# Instruction 1:
Decide whether each statement below agrees with the text on Quartz jobs and schema isolation. Answer yes or no for each, and quote the words from the text that settle it. (a) Risk of Bias Processing jobs have a two-hour timeout. (b) With schema isolation, backup and restore can be done separately for each environment. (c) The Quartz native tables are schema-isolated.
# Instruction 2:
Continue the text on Quartz jobs and schema isolation, starting right after its final list item.

# Text excerpt:

Jobs Managed by Quartz¶
- Search Import Jobs - Literature search workflow orchestration
- Reference File Parsing - BibTeX, Endnote, PubMed parsing (5 min timeout, 5 concurrent)
- Risk of Bias Processing - AI-assisted RoB calculations (2 hour timeout, 3 concurrent)
- Bulk Study Updates - Batch study data imports
- Screening Stats Update - Agreement threshold calculations
Schema vs Database Isolation: Trade-offs Analysis¶
Why Use Same Database with Different Schemas?¶
Benefits of Schema-Based Isolation:
| Benefit | Description |
|---|---|
| Lower Cost | Single database = single billing unit. No per-database overhead costs. |
| Simpler Operations | Single backup strategy, single connection pool, unified monitoring |
| Easier Cross-Environment Queries | Can join across schemas for debugging/reporting if needed |
| Atomic Schema Changes | Migrations can be coordinated in a single transaction |
| Resource Efficiency | Schemas share memory, cache, and compute resources |
Trade-offs:
| Concern | Schema Isolation | Separate Databases |
|---|---|---|
| Security Boundary | Application-level (RBAC) | Database-level (connection string) |
| Resource Contention | Possible "noisy neighbor" | Complete isolation |
| Compliance Requirements | May not satisfy strict audits | Better for SOC2/HIPAA |
| Independent Scaling | Not possible | Per-database performance tiers |
| Backup/Restore Granularity | Whole database only | Per-environment recovery |
Clarification: Security Concern Details¶
The security concern in this document specifically refers to the Quartz native tables (QRTZ_*) which are NOT schema-isolated - they all use the hardcoded [development] schema prefix.
What IS properly secured (schema-isolated):
staging.JobSaga,production.JobSaga- Different schemas, proper isolation- With proper SQL Server RBAC, staging connection could be restricted to only
staging.*objects
What is NOT secured (shared tables):
[development].QRTZ_JOB_DETAILS- Contains job metadata from ALL environments[development].QRTZ_TRIGGERS- Trigger definitions from ALL environments- Any environment's Quartz instance can read/write these tables
Why This Matters:
- Job parameters in
QRTZ_JOB_DETAILSmay contain business data (project IDs, user IDs, etc.) - A staging environment breach could expose production job scheduling patterns
- No audit trail separation between environments
When Schema Isolation is Sufficient¶
According to Microsoft's multi-tenant SaaS patterns documentation, schema-based isolation is appropriate when:
- Environments have similar trust levels (both internal)

# Collected data entries:
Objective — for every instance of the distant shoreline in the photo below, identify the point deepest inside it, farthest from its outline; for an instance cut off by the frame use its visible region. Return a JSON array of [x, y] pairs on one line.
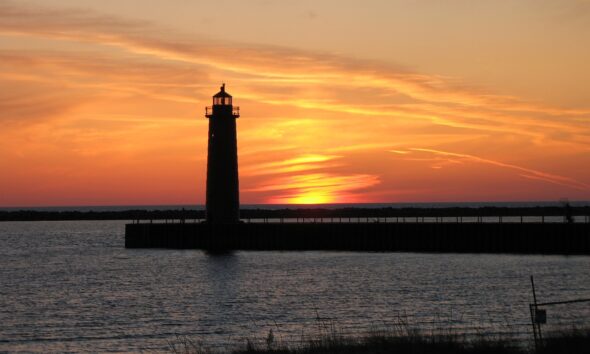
[[294, 212]]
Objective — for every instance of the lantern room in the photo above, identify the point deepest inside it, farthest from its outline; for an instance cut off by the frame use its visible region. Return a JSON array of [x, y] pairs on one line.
[[222, 98]]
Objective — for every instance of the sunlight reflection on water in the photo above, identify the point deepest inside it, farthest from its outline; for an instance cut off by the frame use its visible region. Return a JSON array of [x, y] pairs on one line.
[[72, 286]]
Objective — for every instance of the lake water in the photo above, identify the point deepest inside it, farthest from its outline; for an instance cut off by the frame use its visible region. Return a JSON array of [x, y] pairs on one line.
[[72, 286]]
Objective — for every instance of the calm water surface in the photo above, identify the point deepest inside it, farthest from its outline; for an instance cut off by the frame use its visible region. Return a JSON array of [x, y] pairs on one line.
[[72, 286]]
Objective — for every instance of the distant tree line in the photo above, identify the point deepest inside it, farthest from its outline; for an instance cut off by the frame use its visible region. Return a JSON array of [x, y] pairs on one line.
[[31, 215]]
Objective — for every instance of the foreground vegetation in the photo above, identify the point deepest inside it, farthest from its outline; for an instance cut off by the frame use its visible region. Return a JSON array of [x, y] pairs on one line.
[[574, 341]]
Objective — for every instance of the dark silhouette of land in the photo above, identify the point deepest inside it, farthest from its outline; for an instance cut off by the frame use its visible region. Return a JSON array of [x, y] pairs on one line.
[[294, 213]]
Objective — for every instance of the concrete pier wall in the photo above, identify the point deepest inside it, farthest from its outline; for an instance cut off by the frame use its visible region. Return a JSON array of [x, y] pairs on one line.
[[533, 238]]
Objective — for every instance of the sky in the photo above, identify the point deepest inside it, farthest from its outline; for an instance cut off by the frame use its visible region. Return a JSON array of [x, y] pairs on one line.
[[342, 101]]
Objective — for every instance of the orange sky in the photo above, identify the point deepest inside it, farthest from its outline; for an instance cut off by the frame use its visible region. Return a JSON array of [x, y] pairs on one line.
[[102, 103]]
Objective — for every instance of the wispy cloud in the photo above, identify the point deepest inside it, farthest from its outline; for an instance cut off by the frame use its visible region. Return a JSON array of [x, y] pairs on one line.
[[312, 125], [453, 158]]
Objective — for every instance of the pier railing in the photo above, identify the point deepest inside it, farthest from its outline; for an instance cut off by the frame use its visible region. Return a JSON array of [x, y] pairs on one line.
[[405, 219]]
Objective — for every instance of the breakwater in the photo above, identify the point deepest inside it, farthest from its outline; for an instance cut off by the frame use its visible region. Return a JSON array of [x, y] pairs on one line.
[[525, 238]]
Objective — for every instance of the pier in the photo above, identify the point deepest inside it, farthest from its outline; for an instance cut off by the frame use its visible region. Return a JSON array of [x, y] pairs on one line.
[[456, 235]]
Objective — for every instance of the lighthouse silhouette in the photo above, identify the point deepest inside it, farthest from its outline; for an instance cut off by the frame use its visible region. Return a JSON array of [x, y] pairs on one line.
[[223, 191]]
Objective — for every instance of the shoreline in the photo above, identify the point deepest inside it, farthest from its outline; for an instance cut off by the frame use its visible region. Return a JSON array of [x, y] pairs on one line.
[[298, 212]]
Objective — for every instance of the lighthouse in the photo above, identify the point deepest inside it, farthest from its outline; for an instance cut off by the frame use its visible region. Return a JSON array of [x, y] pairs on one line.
[[223, 192]]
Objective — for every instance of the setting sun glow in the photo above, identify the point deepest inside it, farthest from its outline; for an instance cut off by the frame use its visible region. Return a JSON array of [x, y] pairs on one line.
[[102, 105]]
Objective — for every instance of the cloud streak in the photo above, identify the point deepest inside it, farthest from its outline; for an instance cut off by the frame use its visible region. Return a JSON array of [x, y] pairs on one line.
[[312, 125]]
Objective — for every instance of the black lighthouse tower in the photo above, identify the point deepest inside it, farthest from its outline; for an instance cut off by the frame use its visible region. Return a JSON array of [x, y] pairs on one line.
[[223, 192]]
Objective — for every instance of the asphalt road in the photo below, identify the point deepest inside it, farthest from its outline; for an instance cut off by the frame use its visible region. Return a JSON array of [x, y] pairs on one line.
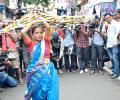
[[76, 86]]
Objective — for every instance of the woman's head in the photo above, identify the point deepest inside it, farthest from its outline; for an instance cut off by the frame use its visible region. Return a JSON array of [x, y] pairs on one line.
[[37, 33]]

# Final answer 1:
(a) Yes: "2 hour timeout, 3 concurrent".
(b) No: "Whole database only".
(c) No: "which are NOT schema-isolated".

# Final answer 2:
- No regulatory requirement for physical data separation
- Cost optimization is a priority
- Operational simplicity outweighs isolation benefits
For SyRF's Quartz use case, schema isolation is sufficient for staging vs production because:
- Both are internal environments managed by the same team
- No sensitive PII is stored in Quartz tables (just job metadata)
- The risk is operational (debugging confusion) rather than data breach
Azure SQL Pricing: Schemas vs Databases¶
Current Architecture Cost Model¶
SyRF currently uses a single Azure SQL Database (syrf-quartz), billed as one unit.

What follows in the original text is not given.